▼

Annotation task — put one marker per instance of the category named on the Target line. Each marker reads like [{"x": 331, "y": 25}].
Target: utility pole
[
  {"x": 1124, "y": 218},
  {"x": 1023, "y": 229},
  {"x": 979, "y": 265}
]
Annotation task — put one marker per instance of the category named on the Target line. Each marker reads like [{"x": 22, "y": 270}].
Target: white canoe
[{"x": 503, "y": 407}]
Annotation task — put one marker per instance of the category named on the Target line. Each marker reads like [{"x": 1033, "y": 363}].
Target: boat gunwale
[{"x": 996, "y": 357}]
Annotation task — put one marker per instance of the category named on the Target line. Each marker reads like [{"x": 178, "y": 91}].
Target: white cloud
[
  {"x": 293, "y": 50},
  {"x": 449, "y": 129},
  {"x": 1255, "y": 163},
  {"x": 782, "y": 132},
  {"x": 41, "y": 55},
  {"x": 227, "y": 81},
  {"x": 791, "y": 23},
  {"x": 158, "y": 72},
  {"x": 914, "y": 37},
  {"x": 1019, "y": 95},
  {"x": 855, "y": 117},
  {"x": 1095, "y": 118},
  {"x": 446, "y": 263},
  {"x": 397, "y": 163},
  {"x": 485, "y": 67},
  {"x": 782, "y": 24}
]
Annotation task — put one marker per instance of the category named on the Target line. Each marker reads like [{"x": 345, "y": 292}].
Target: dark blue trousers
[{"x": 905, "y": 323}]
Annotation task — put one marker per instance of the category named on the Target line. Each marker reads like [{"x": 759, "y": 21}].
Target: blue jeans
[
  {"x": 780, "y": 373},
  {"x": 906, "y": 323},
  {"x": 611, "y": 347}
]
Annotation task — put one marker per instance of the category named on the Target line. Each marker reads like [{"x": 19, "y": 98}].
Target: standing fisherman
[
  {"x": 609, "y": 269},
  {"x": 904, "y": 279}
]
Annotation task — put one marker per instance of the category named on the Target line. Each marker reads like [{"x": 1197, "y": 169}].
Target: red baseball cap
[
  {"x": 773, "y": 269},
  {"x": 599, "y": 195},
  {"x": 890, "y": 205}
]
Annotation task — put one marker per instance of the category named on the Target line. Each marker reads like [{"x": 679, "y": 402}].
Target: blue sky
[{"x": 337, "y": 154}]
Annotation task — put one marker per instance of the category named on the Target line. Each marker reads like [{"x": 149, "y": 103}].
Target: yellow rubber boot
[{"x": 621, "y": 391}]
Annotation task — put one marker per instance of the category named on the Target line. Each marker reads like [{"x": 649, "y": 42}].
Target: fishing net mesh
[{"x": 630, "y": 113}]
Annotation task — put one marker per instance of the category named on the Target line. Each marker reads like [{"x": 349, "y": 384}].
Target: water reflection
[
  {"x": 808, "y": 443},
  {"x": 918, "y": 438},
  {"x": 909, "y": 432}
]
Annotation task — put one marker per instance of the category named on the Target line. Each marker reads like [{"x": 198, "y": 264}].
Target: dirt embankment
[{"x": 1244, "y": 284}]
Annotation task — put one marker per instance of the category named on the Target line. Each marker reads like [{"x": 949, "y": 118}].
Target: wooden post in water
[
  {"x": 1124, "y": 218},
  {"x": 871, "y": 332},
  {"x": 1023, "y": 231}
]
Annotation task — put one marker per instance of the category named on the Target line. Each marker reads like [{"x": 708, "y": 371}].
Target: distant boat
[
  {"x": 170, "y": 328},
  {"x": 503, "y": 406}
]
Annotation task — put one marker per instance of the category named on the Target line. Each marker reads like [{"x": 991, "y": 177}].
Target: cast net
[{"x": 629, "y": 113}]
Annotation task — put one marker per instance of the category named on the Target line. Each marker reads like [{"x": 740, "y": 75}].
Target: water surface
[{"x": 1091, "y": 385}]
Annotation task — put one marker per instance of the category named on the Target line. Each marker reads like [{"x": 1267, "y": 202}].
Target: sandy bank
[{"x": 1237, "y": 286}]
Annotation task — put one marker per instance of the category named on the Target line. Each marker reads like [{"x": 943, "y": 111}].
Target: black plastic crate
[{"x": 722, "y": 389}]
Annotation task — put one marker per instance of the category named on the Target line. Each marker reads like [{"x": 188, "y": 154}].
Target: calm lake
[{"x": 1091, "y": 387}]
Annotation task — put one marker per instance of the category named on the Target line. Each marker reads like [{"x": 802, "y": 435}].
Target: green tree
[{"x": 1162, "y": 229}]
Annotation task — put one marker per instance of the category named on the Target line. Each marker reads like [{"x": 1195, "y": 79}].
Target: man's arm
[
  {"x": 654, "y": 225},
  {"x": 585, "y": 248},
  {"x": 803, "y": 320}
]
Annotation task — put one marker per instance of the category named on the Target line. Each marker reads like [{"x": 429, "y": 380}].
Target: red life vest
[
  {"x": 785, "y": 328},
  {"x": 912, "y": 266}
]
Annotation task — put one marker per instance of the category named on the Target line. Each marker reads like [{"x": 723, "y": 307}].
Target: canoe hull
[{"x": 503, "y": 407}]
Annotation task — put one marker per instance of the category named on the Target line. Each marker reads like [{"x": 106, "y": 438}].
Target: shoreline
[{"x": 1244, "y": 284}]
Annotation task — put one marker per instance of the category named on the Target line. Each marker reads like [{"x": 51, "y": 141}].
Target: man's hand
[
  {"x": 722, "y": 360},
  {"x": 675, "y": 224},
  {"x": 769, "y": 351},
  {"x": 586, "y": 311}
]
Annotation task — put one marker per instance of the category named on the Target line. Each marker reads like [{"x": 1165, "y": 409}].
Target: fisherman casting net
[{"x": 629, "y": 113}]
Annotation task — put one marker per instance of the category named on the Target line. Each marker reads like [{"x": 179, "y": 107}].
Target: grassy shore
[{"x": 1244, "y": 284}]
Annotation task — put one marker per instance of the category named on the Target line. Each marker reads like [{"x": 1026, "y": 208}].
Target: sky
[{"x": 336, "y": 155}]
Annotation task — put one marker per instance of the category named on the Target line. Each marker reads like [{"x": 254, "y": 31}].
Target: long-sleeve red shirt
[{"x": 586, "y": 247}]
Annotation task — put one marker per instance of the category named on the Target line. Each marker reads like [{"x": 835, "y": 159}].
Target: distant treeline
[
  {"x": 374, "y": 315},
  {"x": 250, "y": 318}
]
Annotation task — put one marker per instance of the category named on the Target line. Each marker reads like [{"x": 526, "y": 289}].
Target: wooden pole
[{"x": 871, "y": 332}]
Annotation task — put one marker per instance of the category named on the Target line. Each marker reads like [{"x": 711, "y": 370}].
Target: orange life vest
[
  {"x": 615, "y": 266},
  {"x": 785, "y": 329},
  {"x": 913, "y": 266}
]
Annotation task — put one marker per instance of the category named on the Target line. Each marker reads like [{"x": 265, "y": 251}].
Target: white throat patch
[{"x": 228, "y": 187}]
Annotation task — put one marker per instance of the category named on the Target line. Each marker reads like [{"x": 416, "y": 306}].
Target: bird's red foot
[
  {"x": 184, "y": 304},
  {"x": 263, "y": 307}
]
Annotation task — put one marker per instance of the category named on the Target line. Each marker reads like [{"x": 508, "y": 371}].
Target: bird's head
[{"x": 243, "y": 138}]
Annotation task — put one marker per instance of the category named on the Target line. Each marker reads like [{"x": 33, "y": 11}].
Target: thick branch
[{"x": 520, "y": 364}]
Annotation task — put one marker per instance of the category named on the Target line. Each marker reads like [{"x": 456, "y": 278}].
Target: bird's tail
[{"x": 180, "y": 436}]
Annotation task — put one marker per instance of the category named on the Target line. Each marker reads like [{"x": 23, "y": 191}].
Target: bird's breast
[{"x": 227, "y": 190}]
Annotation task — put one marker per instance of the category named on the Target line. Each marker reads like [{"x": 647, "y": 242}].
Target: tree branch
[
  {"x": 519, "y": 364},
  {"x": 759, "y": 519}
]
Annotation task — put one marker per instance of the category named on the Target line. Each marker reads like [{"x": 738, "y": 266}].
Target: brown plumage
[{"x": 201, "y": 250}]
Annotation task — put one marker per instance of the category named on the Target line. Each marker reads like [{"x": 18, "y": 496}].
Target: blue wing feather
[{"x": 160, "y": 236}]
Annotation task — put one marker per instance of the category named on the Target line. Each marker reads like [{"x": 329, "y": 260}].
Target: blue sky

▲

- Exercise -
Print nothing but the lines from the line with "Target: white throat patch" to the last line of the records above. Both of those lines count.

- Reply -
Target: white throat patch
[{"x": 228, "y": 187}]
Annotation task — put one marker per instance of the category named on the Target line. Each marker reads like [{"x": 416, "y": 306}].
Target: bird's red foot
[
  {"x": 184, "y": 304},
  {"x": 263, "y": 307}
]
Annotation task — put one marker per instance of the category named on the Target line. Each marker reads like [{"x": 508, "y": 371}].
Target: bird's head
[{"x": 243, "y": 138}]
Annotation task — put one marker per instance of the category named on the Target line. Each marker reads like [{"x": 33, "y": 11}].
Target: thick branch
[{"x": 520, "y": 364}]
Annotation task — put one marker per instance of the category named on the Target line. Each marker reads like [{"x": 456, "y": 278}].
Target: bird's tail
[{"x": 180, "y": 436}]
Annotation task — put one marker per instance of the category named on the Target line. Each marker reads like [{"x": 23, "y": 191}].
Target: bird's breast
[{"x": 227, "y": 190}]
Annotation task — put one marker per instance of the category named on the Target line. Each marker reads like [{"x": 647, "y": 242}].
Target: tree branch
[
  {"x": 519, "y": 364},
  {"x": 759, "y": 519}
]
Annotation task — put one marker per instance of the category named on the Target line. Each marker reads like [{"x": 738, "y": 266}].
Target: brown plumage
[{"x": 201, "y": 250}]
Annotation task — put one marker per instance of the category named on the Target line. Each marker reads like [{"x": 18, "y": 496}].
Target: blue wing feather
[{"x": 160, "y": 236}]
Annotation task — put one marker per instance of the category named on the Target line. Each marker reads like [{"x": 329, "y": 260}].
Target: blue sky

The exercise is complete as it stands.